### Written exercise
Report only the number of lines in the items below that contain the word "window".

### Records for processing
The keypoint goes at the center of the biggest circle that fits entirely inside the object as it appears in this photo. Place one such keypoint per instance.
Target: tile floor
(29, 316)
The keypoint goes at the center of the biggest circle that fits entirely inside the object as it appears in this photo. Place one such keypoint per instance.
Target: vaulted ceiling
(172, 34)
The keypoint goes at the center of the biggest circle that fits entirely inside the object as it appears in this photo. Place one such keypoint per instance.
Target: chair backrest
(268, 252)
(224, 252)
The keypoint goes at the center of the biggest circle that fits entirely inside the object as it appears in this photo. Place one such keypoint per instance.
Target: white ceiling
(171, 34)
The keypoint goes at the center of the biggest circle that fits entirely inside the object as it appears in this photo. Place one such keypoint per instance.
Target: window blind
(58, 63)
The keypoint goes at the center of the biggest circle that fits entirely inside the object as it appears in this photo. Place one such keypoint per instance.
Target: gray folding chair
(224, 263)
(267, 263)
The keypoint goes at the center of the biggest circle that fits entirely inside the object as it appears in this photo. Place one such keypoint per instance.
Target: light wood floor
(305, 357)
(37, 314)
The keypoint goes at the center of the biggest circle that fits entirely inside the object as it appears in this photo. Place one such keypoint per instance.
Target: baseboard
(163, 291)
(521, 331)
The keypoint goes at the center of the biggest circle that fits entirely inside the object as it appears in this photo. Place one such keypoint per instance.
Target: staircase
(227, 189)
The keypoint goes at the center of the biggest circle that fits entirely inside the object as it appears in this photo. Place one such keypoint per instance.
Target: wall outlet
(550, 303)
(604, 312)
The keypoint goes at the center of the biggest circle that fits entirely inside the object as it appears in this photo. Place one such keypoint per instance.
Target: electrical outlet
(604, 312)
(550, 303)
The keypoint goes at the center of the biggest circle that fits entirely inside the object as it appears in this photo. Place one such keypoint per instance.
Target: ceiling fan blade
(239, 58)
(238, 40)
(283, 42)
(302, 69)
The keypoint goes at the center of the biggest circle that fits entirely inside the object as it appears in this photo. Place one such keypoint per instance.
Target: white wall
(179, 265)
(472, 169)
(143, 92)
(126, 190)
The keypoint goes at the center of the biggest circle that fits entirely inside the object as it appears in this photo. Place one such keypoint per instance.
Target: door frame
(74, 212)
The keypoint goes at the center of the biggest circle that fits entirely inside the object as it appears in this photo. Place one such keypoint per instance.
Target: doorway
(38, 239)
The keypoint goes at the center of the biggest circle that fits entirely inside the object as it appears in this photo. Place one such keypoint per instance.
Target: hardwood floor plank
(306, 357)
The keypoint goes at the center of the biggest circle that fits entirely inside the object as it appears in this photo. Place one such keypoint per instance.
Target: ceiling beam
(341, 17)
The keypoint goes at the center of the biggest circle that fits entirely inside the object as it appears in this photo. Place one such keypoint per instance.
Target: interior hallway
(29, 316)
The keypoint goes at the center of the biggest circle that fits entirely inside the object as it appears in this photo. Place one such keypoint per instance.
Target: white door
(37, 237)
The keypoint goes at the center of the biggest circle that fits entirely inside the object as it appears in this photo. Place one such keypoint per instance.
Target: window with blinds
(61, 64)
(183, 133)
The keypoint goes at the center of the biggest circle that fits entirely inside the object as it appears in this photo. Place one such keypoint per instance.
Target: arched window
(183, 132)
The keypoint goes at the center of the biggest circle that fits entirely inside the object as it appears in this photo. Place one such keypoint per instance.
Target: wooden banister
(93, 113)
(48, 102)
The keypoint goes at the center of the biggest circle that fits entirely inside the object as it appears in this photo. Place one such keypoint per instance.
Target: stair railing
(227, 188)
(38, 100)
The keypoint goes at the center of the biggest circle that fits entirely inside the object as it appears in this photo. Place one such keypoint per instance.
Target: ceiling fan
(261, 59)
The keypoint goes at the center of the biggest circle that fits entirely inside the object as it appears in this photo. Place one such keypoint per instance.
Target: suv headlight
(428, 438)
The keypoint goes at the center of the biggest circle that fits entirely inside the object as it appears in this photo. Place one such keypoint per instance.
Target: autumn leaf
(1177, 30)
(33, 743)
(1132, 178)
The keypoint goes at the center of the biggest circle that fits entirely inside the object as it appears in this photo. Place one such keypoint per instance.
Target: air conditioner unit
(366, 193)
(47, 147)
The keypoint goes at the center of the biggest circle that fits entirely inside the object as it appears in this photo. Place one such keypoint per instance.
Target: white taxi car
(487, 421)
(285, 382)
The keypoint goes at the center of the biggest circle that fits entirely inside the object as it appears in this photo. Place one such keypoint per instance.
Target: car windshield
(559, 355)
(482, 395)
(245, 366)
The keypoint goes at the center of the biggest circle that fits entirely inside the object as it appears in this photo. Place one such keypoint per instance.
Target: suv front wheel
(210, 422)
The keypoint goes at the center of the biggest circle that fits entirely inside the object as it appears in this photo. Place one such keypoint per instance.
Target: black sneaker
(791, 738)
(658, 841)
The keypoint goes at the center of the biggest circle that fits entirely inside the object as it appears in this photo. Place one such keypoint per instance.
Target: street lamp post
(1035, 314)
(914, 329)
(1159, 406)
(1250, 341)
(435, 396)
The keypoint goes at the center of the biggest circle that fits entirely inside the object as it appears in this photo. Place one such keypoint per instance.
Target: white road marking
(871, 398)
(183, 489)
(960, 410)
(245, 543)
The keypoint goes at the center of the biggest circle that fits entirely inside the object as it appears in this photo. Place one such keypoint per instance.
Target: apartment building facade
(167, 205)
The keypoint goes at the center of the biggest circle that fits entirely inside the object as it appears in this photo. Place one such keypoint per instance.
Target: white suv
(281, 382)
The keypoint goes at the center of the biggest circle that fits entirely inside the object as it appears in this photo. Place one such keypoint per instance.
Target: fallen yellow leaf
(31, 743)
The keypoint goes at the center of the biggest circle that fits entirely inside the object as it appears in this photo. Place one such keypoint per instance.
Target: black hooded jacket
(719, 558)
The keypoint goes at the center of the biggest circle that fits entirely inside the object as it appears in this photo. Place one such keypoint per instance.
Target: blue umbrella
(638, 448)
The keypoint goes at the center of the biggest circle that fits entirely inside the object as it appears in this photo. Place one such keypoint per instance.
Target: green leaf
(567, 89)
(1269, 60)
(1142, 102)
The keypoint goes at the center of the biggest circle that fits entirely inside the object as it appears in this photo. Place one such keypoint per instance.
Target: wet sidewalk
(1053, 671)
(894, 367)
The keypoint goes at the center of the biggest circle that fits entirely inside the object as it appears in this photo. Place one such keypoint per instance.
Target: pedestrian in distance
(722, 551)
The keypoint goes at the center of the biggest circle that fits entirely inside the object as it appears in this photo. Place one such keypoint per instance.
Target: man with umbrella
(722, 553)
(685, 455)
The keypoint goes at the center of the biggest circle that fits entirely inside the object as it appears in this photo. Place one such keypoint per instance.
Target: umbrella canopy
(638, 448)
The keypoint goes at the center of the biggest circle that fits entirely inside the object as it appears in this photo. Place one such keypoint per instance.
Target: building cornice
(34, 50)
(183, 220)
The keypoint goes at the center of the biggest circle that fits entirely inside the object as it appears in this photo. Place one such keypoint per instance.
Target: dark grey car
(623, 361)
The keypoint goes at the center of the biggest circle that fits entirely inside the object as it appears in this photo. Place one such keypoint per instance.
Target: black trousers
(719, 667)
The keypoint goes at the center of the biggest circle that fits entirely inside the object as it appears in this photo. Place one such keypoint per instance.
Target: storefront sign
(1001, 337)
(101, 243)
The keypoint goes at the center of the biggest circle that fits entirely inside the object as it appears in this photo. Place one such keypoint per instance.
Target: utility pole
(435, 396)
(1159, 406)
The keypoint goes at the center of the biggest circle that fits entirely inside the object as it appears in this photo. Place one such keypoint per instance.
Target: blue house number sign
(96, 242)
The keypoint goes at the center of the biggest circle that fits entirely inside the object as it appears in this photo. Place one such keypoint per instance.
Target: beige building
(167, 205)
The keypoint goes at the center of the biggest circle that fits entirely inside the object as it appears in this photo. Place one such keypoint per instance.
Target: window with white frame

### Response to this task
4